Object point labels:
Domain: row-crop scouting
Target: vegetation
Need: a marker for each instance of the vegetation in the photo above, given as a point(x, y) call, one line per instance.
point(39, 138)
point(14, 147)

SHORT PROBLEM: Convert all of the data above into a two-column CSV with the headers input and output. Give each text and its answer one row, each as a double-quoted field with its line breaks turned into spaces.

PROBLEM SOLUTION:
input,output
"Domain: row-crop scouting Target: vegetation Need: a marker for each instance of the vegetation in the photo above, given as a point(x, y) call, one line per instance.","point(39, 138) point(14, 147)"